● **Short task 1**: Output the passage on the Browns games word for word, everything from "The Browns defense" down to "a 27–3 win.".

● **Quoted passage**:
## Start
The Browns defense held the Titans scoreless through the second half. On offense, the Browns added two touchdowns on a Ford run, the first rushing touchdown of his career, and a 43-yard pass from Watson to Amari Cooper, to give the Browns a 27–3 win.

With the win, the Browns improved to 2–1.

| Quarter | 1 | 2 | 3 | 4 | Total |
|---|---|---|---|---|---|
| Titans | 0 | 3 | 0 | 0 | 3 |
| Browns | 3 | 10 | 7 | 7 | 27 |

====Week 4: vs. Baltimore Ravens====

The Browns stayed home to take on the Baltimore Ravens, in an early battle for the top spot in the AFC North. In the week leading up to the game, starting quarterback Deshaun Watson was limited in practice due to a shoulder injury. He was ultimately declared inactive for the game after pre-game warmups. Backup quarterback Dorian Thompson-Robinson made his first career start in Watson's place.

After teams exchanged punts to start the game, a Brandon Stephens interception was returned to the Browns' 10 yard-line. This set up a Lamar Jackson touchdown run on the next play to take a 7–0 lead. The Browns responded with a Dustin Hopkins field goal to get on the scoreboard, but the Ravens dominated the rest of the game. Jackson added a second touchdown run and two touchdown passes to Mark Andrews to give the Ravens a 28–3 victory. Meanwhile, the Ravens held Thompson-Robinson to 121 yards in the air and recorded three interceptions. The Browns were held to 166 total yards and 93 rushing yards (40 of which coming on a single Pierre Strong Jr. run in the game's final minute).

With the loss, the Browns entered their bye week at 2–2.

| Quarter | 1 | 2 | 3 | 4 | Total |
|---|---|---|---|---|---|
| Ravens | 7 | 14 | 0 | 7 | 28 |
| Browns | 3 | 0 | 0 | 0 | 3 |

====Week 6: vs. San Francisco 49ers====

The Browns returned from their bye week with a game against the 5–0 San Francisco 49ers. San Francisco took their first drive 84 yards in five plays, culminating in a touchdown pass from Brock Purdy to Christian McCaffrey to take an early 7–0 lead. On the Browns' first possession, quarterback P. J. Walker, getting the start in place of the injured Deshaun Watson, threw an interception which was returned to the Cleveland 25-yard line. However, San Francisco could not capitalize as kicker Jake Moody missed a long field goal attempt. In the second quarter, a Moody field goal increased San Francisco's lead to 10–0, but the Browns cut it to 10–7 on a Kareem Hunt 16-yard touchdown run.
## End
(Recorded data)
## Start
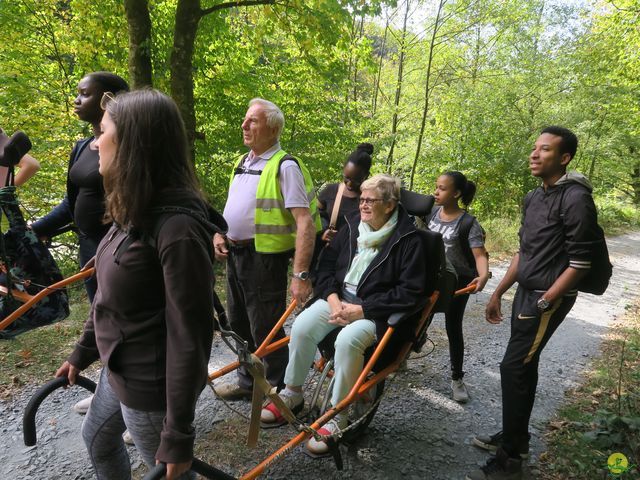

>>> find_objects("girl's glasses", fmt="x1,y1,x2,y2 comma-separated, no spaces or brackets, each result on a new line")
100,92,118,110
359,197,382,206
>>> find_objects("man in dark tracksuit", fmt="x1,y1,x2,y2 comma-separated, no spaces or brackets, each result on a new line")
466,127,598,480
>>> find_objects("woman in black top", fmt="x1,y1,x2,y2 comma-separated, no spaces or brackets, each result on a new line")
318,143,373,242
31,72,129,301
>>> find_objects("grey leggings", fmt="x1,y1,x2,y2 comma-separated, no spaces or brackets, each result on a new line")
82,368,195,480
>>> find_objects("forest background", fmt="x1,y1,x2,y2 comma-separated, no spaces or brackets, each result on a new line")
0,0,640,266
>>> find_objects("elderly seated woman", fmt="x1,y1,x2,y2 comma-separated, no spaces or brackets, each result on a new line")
261,175,428,454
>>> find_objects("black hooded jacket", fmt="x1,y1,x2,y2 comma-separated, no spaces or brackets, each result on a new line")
69,190,226,463
314,205,435,338
517,172,600,291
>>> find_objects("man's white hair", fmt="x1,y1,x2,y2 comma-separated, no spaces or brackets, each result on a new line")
249,98,284,140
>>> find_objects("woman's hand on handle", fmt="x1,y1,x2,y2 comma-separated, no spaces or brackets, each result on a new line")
485,294,502,324
55,360,82,385
321,227,338,243
161,460,191,480
213,233,229,262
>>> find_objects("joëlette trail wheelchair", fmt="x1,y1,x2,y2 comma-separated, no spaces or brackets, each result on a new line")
18,192,475,480
0,128,77,339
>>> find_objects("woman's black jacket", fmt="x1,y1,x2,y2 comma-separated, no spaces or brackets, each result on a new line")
314,205,435,339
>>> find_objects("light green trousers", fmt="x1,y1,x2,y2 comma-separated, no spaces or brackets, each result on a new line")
284,299,376,406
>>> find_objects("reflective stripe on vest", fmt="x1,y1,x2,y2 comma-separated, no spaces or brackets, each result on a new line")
255,150,322,253
229,150,322,253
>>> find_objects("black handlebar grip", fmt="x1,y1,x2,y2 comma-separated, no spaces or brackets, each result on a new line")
142,458,237,480
22,375,96,447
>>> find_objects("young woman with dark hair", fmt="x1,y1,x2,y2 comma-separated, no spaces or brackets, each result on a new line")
56,90,226,480
429,171,489,403
31,72,129,302
318,143,373,242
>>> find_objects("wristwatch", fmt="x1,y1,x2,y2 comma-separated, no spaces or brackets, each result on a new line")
536,297,551,312
293,272,309,281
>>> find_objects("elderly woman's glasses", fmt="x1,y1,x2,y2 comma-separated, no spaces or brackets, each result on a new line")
359,197,383,206
100,92,118,110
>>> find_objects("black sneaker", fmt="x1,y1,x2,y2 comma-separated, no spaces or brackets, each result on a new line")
473,431,531,460
465,448,522,480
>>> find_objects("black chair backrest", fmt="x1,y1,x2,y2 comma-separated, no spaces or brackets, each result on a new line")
0,128,31,167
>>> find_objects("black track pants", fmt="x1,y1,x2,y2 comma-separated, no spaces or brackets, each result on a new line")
500,287,576,457
227,245,291,389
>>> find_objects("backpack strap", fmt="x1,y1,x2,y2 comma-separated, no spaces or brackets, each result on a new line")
276,153,300,179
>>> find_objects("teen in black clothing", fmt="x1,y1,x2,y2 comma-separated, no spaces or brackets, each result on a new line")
316,143,373,242
31,72,129,301
466,127,599,480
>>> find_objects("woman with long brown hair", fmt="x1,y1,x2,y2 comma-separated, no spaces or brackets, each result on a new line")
56,90,226,480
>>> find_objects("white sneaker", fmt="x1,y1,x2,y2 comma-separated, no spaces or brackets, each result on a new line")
122,430,135,445
73,395,93,415
451,378,469,403
307,418,347,456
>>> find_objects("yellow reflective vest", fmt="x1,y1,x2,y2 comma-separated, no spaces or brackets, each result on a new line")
229,150,322,253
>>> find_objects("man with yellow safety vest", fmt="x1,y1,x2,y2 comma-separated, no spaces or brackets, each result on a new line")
213,98,321,400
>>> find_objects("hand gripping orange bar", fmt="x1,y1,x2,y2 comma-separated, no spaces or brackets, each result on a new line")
240,286,442,480
209,299,297,382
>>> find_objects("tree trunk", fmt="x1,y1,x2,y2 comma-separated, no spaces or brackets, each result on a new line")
124,0,153,88
409,0,446,190
387,0,410,173
630,158,640,206
371,17,389,117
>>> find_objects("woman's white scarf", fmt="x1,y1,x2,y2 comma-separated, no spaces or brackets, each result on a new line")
344,208,398,285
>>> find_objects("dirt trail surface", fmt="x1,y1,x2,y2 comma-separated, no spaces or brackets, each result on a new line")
0,233,640,480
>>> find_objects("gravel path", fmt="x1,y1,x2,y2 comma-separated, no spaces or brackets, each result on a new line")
0,233,640,480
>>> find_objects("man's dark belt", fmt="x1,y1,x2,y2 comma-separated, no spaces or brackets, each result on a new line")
227,238,253,248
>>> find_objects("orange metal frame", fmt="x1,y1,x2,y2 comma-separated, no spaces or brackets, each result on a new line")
209,285,475,480
0,268,94,330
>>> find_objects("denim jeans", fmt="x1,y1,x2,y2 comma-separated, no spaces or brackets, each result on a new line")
284,299,376,406
82,368,195,480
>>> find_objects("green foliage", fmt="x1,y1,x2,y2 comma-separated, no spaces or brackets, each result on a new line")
0,0,640,248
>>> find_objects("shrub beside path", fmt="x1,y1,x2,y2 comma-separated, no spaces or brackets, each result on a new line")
0,232,640,480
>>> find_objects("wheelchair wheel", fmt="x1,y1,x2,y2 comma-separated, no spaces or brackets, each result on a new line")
342,380,385,443
309,360,385,443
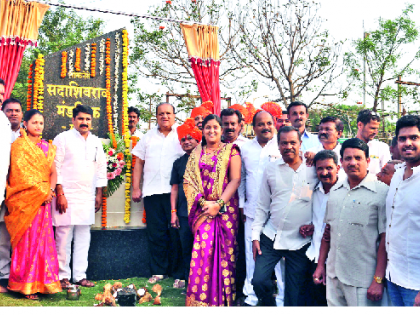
## End
● **Short task 2**: In the recorded data above, take everything from the start of the entries down to the line containing "466,127,598,480" and write those lines out again in full. Multiply every bounding-box coordinate by 1.3 and round it to a whole number, with halves rounding up. Return only those lines, without the pictures.

● **Correct answer 1**:
The Browns defense held the Titans scoreless through the second half. On offense, the Browns added two touchdowns on a Ford run, the first rushing touchdown of his career, and a 43-yard pass from Watson to Amari Cooper, to give the Browns a 27–3 win.

● **Correct answer 2**:
>>> find_objects("girl's glasses", fmt="x1,y1,x2,y2 comma-separated, no spaces or brackets, each result on a new line")
130,120,153,143
467,256,497,268
>>> find_objects("man in dark tracksuit", fmt="x1,y1,x2,y2 comma-separated, no spaces or brackets, each result on a new line")
606,165,777,624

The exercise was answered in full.